> _Short task_
Give the records back in full, exactly as they read.

=====

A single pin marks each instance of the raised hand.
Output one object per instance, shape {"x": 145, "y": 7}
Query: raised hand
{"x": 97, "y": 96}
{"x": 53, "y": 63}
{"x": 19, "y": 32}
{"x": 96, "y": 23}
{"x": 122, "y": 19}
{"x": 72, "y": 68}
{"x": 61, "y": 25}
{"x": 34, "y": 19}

=====

> _Output for this task_
A single pin marks each instance of the raised hand.
Output one object per instance, shape {"x": 145, "y": 7}
Query: raised hand
{"x": 97, "y": 96}
{"x": 53, "y": 63}
{"x": 19, "y": 32}
{"x": 96, "y": 23}
{"x": 122, "y": 19}
{"x": 72, "y": 68}
{"x": 61, "y": 25}
{"x": 34, "y": 19}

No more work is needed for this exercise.